31Selon Marx, le capitalisme est d’emblée mondial. Sa tendance à conquérir et transformer en marché la planète lui est inhérente, elle n’est ni contingente ni récente. Comme le dit Marx dans un passage du Capital, « le marché mondial est contenu dans la notion même du capital ».

32Cette expansion mondiale du capitalisme a toutefois un prix. Plus la distance entre le lieu de production et le lieu de vente (de « réalisation ») de la marchandise est grande, plus son coût augmente, puisque le transport par exemple n’est pas gratuit, ou que des obstacles géographiques et/ou politiques entravent la circulation des marchandises. Ceci implique que le capitalisme doit en permanence accélérer la « vitesse de circulation » des marchandises, afin de minimiser le coût de leur acheminement et de maximiser le profit. C’est ce phénomène que Marx désigne par l’expression de « destruction de l’espace grâce au temps ». Ce que Marx nomme ici « espace » inclut ce que nous appellerions aujourd’hui « environnement ». En régime capitaliste, « abolir » l’espace en accélérant la circulation des marchandises – c’est-à-dire en assujettissant toujours plus le temps – est une nécessité vitale.

33La tendance du capitalisme à pénétrer et mettre à profit de nouveaux espaces a pour origine les crises qu’il traverse périodiquement. Du fait notamment de l’absence de coordination entre les producteurs, le système génère davantage de capitaux qu’il ne peut en absorber, ce qui conduit à leur dévaluation périodique. C’est ce que les marxistes appellent classiquement « crises de suraccumulation ».

◇ ◇ ◇

◆ **PROBLÈME POSÉ 1**
Reproduisez intégralement et à l'identique le texte sur Marx et l'expansion mondiale du capitalisme.
◆ **PROBLÈME POSÉ 2**
Renvoyez à l'identique les lignes des entrées depuis leur début jusqu'à la ligne contenant « 248 241 L 262 », celle-ci incluse, et uniquement ces lignes.
Le texte et les entrées n'ont aucun lien entre eux.

◇ ◇ ◇

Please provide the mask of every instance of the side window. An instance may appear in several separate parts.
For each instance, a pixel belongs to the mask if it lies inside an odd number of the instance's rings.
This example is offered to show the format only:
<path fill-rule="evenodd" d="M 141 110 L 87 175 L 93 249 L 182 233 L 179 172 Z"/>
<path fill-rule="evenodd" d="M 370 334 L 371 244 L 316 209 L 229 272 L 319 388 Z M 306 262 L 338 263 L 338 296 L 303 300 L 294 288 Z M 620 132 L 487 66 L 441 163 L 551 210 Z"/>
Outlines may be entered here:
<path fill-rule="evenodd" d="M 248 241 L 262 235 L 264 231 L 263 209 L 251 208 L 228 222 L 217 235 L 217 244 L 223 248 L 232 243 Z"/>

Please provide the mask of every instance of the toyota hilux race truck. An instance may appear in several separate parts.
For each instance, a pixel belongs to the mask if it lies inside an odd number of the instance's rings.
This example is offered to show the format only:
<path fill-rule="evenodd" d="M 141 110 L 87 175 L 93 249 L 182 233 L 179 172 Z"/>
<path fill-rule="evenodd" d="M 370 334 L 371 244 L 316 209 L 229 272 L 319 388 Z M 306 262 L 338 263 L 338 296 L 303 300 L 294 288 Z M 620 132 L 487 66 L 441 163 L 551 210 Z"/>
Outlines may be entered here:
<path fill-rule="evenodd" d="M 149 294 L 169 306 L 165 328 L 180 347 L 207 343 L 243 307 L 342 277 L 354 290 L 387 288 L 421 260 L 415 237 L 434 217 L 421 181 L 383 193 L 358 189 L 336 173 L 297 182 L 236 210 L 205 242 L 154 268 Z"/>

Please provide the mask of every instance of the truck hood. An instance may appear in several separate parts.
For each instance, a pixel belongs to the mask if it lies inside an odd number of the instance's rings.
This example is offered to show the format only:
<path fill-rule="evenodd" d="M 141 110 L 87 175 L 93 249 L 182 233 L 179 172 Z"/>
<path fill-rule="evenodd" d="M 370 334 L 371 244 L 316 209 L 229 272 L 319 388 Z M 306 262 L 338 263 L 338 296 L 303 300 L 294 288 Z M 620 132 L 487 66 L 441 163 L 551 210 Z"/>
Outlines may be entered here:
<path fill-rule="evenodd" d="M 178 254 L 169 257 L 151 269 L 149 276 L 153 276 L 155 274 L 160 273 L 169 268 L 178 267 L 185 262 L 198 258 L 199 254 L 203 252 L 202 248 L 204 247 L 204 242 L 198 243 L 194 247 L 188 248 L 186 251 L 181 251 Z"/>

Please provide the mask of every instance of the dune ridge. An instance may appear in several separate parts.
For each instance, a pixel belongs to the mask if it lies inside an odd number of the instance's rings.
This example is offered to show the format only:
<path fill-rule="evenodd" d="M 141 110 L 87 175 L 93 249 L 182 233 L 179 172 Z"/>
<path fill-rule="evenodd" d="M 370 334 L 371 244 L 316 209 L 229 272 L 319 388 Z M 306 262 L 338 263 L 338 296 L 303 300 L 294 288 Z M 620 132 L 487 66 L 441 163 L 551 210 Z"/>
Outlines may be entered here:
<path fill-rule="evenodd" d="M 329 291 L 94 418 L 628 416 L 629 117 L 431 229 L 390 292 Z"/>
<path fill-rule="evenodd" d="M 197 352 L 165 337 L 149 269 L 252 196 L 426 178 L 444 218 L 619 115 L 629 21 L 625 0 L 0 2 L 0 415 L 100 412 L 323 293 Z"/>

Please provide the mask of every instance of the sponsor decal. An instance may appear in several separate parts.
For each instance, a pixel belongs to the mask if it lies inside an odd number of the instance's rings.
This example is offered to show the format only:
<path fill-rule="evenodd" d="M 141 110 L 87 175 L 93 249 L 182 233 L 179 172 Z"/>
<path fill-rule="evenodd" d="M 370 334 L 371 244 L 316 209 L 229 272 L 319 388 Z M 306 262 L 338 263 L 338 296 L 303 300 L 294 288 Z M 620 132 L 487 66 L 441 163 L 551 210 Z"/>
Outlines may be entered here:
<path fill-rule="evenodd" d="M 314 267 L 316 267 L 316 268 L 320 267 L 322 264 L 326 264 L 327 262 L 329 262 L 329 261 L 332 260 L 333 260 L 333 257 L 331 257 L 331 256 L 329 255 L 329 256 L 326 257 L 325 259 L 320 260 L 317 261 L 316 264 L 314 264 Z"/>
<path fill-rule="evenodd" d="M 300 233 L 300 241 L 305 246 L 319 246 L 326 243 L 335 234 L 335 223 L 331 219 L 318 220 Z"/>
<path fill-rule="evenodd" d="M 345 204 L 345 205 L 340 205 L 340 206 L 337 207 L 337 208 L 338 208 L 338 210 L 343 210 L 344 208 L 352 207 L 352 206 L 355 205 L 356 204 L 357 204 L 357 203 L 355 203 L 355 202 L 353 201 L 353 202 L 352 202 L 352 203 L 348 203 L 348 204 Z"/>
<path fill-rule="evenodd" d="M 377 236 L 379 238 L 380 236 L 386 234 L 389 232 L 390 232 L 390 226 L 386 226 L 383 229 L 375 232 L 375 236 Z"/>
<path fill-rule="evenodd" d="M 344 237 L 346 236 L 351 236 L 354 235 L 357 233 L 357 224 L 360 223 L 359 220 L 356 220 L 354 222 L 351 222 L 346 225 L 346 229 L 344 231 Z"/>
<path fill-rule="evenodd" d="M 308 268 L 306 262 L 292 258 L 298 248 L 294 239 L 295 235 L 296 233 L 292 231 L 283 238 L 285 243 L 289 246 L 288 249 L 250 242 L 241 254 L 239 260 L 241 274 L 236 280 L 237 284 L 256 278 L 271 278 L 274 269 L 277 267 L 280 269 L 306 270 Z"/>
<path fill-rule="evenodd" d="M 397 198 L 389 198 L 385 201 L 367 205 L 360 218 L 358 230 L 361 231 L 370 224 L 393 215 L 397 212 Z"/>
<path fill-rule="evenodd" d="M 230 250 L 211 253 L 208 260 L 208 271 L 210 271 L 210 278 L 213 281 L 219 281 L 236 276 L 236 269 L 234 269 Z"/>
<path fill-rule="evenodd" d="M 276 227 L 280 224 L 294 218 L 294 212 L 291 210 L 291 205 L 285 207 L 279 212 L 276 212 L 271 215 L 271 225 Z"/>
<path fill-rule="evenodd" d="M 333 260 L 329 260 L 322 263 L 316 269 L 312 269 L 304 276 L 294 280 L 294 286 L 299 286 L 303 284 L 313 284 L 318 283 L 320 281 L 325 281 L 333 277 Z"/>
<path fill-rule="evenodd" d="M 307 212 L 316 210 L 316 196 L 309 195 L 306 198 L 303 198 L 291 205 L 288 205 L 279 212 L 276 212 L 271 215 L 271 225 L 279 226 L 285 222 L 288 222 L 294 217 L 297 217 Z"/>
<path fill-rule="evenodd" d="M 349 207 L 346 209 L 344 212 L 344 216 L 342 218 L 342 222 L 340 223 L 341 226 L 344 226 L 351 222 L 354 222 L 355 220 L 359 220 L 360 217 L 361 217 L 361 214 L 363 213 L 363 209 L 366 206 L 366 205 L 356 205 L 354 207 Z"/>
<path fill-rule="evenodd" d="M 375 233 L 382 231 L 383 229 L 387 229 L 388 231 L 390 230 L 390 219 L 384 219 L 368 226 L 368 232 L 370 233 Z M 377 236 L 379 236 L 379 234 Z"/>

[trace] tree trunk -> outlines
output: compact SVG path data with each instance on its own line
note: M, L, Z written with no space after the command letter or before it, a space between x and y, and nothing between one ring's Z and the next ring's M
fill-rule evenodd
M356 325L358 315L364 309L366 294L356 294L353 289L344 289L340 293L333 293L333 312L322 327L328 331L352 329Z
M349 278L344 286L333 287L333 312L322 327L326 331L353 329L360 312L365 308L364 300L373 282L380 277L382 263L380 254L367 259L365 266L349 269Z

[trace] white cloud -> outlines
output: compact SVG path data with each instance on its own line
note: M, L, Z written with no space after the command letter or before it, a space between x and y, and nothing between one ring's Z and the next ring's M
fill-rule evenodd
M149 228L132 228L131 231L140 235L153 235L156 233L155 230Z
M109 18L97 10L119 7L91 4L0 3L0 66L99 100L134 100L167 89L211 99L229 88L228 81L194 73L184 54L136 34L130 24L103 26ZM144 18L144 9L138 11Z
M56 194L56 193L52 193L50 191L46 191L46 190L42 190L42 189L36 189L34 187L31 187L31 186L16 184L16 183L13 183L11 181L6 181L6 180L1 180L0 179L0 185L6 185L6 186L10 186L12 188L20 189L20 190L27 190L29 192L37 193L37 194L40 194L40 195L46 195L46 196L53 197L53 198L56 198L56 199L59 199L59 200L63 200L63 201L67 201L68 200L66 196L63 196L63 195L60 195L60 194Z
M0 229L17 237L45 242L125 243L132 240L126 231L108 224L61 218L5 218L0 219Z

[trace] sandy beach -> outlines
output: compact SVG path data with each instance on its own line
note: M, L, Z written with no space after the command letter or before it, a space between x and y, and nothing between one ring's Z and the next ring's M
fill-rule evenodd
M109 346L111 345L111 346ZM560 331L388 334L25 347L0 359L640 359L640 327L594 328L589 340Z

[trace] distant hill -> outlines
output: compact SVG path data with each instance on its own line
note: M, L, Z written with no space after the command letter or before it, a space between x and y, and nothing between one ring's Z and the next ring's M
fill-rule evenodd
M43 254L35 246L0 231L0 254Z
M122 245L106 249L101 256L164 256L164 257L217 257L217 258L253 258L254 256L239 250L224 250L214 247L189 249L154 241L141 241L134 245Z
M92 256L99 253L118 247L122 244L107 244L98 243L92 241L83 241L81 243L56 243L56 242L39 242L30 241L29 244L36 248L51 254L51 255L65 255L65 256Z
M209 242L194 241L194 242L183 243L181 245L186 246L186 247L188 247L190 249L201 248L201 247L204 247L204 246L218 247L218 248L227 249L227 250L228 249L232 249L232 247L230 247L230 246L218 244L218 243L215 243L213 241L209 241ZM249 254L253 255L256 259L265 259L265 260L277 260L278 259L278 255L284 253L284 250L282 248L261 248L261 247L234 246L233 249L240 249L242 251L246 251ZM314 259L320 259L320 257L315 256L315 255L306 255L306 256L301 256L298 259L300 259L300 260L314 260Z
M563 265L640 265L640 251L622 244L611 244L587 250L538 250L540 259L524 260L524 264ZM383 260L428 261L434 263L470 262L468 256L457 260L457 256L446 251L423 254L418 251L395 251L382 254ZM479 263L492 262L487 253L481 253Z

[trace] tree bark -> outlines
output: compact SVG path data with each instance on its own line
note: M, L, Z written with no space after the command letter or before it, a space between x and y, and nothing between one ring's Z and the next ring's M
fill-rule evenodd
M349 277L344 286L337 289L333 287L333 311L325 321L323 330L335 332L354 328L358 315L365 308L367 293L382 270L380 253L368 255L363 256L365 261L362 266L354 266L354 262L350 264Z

◇ ◇ ◇

◆ **RÉPONSE RÉDIGÉE 1**
31Selon Marx, le capitalisme est d’emblée mondial. Sa tendance à conquérir et transformer en marché la planète lui est inhérente, elle n’est ni contingente ni récente. Comme le dit Marx dans un passage du Capital, « le marché mondial est contenu dans la notion même du capital ».

32Cette expansion mondiale du capitalisme a toutefois un prix. Plus la distance entre le lieu de production et le lieu de vente (de « réalisation ») de la marchandise est grande, plus son coût augmente, puisque le transport par exemple n’est pas gratuit, ou que des obstacles géographiques et/ou politiques entravent la circulation des marchandises. Ceci implique que le capitalisme doit en permanence accélérer la « vitesse de circulation » des marchandises, afin de minimiser le coût de leur acheminement et de maximiser le profit. C’est ce phénomène que Marx désigne par l’expression de « destruction de l’espace grâce au temps ». Ce que Marx nomme ici « espace » inclut ce que nous appellerions aujourd’hui « environnement ». En régime capitaliste, « abolir » l’espace en accélérant la circulation des marchandises – c’est-à-dire en assujettissant toujours plus le temps – est une nécessité vitale.

33La tendance du capitalisme à pénétrer et mettre à profit de nouveaux espaces a pour origine les crises qu’il traverse périodiquement. Du fait notamment de l’absence de coordination entre les producteurs, le système génère davantage de capitaux qu’il ne peut en absorber, ce qui conduit à leur dévaluation périodique. C’est ce que les marxistes appellent classiquement « crises de suraccumulation ».

◆ **RÉPONSE RÉDIGÉE 2**
Please provide the mask of every instance of the side window. An instance may appear in several separate parts.
For each instance, a pixel belongs to the mask if it lies inside an odd number of the instance's rings.
This example is offered to show the format only:
<path fill-rule="evenodd" d="M 141 110 L 87 175 L 93 249 L 182 233 L 179 172 Z"/>
<path fill-rule="evenodd" d="M 370 334 L 371 244 L 316 209 L 229 272 L 319 388 Z M 306 262 L 338 263 L 338 296 L 303 300 L 294 288 Z M 620 132 L 487 66 L 441 163 L 551 210 Z"/>
Outlines may be entered here:
<path fill-rule="evenodd" d="M 248 241 L 262 235 L 264 231 L 263 209 L 251 208 L 228 222 L 217 235 L 217 244 L 223 248 L 232 243 Z"/>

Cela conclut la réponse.